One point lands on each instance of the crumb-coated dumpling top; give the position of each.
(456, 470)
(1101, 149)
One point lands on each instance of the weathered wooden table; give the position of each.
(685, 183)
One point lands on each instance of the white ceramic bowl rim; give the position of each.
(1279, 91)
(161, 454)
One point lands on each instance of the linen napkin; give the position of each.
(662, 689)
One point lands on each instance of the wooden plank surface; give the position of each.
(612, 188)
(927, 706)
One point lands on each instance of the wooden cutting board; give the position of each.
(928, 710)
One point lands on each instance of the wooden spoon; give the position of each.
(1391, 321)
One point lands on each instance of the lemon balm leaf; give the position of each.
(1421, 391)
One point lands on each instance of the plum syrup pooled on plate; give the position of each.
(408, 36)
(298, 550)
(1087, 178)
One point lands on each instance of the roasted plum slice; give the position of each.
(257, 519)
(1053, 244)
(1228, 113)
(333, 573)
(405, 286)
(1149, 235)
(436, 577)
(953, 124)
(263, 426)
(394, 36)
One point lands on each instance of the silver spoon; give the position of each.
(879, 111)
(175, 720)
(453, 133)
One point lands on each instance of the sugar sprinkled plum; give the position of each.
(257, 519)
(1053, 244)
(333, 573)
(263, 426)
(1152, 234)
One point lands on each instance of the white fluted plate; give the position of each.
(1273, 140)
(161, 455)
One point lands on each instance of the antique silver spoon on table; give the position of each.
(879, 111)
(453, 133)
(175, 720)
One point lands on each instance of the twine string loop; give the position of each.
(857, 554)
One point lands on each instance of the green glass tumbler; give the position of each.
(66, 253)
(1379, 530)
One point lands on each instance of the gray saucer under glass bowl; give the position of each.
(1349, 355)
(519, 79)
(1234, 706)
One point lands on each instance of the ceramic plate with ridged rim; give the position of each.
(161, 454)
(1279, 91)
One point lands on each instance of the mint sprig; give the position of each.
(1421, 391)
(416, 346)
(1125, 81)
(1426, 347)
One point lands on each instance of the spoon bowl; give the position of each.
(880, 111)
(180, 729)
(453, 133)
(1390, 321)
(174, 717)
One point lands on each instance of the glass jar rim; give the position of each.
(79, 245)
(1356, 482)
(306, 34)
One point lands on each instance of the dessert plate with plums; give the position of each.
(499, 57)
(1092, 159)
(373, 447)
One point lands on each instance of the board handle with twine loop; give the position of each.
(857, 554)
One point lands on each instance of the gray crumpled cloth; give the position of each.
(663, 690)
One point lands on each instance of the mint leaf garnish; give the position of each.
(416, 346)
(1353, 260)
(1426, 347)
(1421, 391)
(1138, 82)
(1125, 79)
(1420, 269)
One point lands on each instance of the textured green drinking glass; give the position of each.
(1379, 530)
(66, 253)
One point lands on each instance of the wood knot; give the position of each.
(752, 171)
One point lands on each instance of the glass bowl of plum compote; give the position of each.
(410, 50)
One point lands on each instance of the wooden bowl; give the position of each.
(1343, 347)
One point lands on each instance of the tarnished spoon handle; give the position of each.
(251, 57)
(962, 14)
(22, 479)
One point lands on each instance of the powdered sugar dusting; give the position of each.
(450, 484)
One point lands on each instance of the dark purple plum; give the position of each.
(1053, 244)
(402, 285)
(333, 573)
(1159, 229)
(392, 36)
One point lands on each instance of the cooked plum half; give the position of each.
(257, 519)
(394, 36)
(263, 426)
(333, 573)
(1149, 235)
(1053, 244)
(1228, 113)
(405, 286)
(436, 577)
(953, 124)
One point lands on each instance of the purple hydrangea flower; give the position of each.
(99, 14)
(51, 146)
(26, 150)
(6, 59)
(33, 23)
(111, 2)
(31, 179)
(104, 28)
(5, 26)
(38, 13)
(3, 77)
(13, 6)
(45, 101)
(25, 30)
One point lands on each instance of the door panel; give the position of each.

What you have to do: Recast every one of the rows above as a Markdown table with the columns No. and Line. Number each line and leave out any blank lines.

Completed task:
| No. | Line |
|---|---|
| 1 | One point lands on each instance of the crumb-coated dumpling top; give the position of each. |
| 2 | (456, 470) |
| 3 | (1101, 149) |
| 4 | One point lands on each instance of the weathered wooden table; give the position of each. |
| 5 | (685, 183) |
| 6 | One point lands on each instance of the white ceramic bowl rim; give the position of each. |
| 7 | (1279, 91) |
| 8 | (161, 454) |
| 9 | One point lands on each instance of the linen napkin; give the position of each. |
| 10 | (662, 689) |
| 11 | One point lands on each instance of the wooden plank surface; give the position of each. |
| 12 | (612, 188) |
| 13 | (927, 706) |
| 14 | One point lands on each instance of the wooden cutting board; give the position of each. |
| 15 | (928, 710) |
| 16 | One point lands on each instance of the wooden spoon; give the position of each. |
| 17 | (1391, 321) |
| 18 | One point lands on each instance of the lemon balm leaf; give the position of each. |
| 19 | (1421, 391) |
| 20 | One point lands on each instance of the plum syrup pooled on plate; give the position of each. |
| 21 | (408, 36) |
| 22 | (298, 550) |
| 23 | (1087, 178) |
| 24 | One point lands on each instance of the roasted plum slice; give the position of each. |
| 25 | (257, 519) |
| 26 | (1053, 244) |
| 27 | (1228, 113) |
| 28 | (333, 573) |
| 29 | (405, 286) |
| 30 | (1149, 235) |
| 31 | (436, 577) |
| 32 | (953, 124) |
| 33 | (263, 426) |
| 34 | (394, 36) |
| 35 | One point lands on each instance of the silver spoon; give the position of each. |
| 36 | (879, 111) |
| 37 | (175, 720) |
| 38 | (453, 133) |
| 39 | One point lands on each instance of the sugar sprinkled plum; give the position of each. |
| 40 | (257, 519) |
| 41 | (1053, 244) |
| 42 | (333, 573) |
| 43 | (263, 426) |
| 44 | (1152, 234) |
| 45 | One point lands on each instance of the white fluted plate; give the position of each. |
| 46 | (1273, 140) |
| 47 | (161, 455) |
| 48 | One point lands on each instance of the antique silver spoon on table; give the position of each. |
| 49 | (879, 111) |
| 50 | (453, 133) |
| 51 | (175, 720) |
| 52 | One point lands on each instance of the twine string loop; give the position of each. |
| 53 | (857, 554) |
| 54 | One point lands on each instance of the green glass tumbler; give the position of each. |
| 55 | (66, 253) |
| 56 | (1379, 530) |
| 57 | One point lands on each instance of the gray saucer under glass bowl; give the position of each. |
| 58 | (1349, 355) |
| 59 | (519, 79) |
| 60 | (1234, 706) |
| 61 | One point lands on each instance of the ceramic plate with ridged rim; give the position of each. |
| 62 | (161, 454) |
| 63 | (1279, 91) |
| 64 | One point lands on each instance of the mint sprig; give the position of each. |
| 65 | (1421, 391) |
| 66 | (416, 346) |
| 67 | (1125, 81) |
| 68 | (1426, 347) |
| 69 | One point lands on each instance of the spoon bowl; give the position of each. |
| 70 | (880, 111) |
| 71 | (180, 729) |
| 72 | (453, 133) |
| 73 | (1390, 321) |
| 74 | (174, 717) |
| 75 | One point lands on each instance of the glass jar rim; give the position of each. |
| 76 | (79, 245) |
| 77 | (1356, 482) |
| 78 | (306, 34) |
| 79 | One point lands on each instance of the dessert plate with plums; give the position of each. |
| 80 | (499, 57) |
| 81 | (1092, 159) |
| 82 | (373, 447) |
| 83 | One point lands on each instance of the board handle with twine loop; give the position of each. |
| 84 | (857, 554) |
| 85 | One point lands on each instance of the gray crumpled cloth; give the position of each. |
| 86 | (663, 690) |
| 87 | One point lands on each instance of the mint leaf garnish; give the position of each. |
| 88 | (416, 346) |
| 89 | (1353, 260) |
| 90 | (1426, 347) |
| 91 | (1421, 391) |
| 92 | (1138, 82) |
| 93 | (1125, 79) |
| 94 | (1420, 269) |
| 95 | One point lands on each instance of the textured green drinking glass; give the position of each. |
| 96 | (1379, 530) |
| 97 | (66, 253) |
| 98 | One point lands on each instance of the wood knot; give the position of each. |
| 99 | (752, 171) |
| 100 | One point lands on each instance of the glass bowl of plum compote; give the position of each. |
| 101 | (410, 50) |
| 102 | One point lands on each instance of the wooden bowl; give the position of each. |
| 103 | (1343, 347) |
| 104 | One point lands on each instance of the tarnished spoon handle; give the position of each. |
| 105 | (251, 57) |
| 106 | (962, 14) |
| 107 | (22, 479) |
| 108 | One point lands on each instance of the powdered sugar dusting; give the position of each. |
| 109 | (450, 484) |
| 110 | One point lands on each instance of the dark purple plum; give the position of each. |
| 111 | (1053, 244) |
| 112 | (402, 285) |
| 113 | (333, 573) |
| 114 | (1159, 229) |
| 115 | (392, 36) |
| 116 | One point lands on each instance of the cooked plum half; give the position of each. |
| 117 | (257, 519) |
| 118 | (394, 36) |
| 119 | (263, 426) |
| 120 | (333, 573) |
| 121 | (1149, 235) |
| 122 | (1053, 244) |
| 123 | (1228, 113) |
| 124 | (405, 286) |
| 125 | (436, 577) |
| 126 | (953, 124) |
| 127 | One point lands on each instance of the purple hydrangea flower; give the position of each. |
| 128 | (99, 14) |
| 129 | (51, 146) |
| 130 | (26, 150) |
| 131 | (6, 59) |
| 132 | (33, 23) |
| 133 | (111, 2) |
| 134 | (31, 179) |
| 135 | (104, 28) |
| 136 | (5, 26) |
| 137 | (38, 13) |
| 138 | (3, 77) |
| 139 | (13, 6) |
| 140 | (45, 101) |
| 141 | (25, 30) |
| 142 | One point lands on each instance of the door panel; give the position of each. |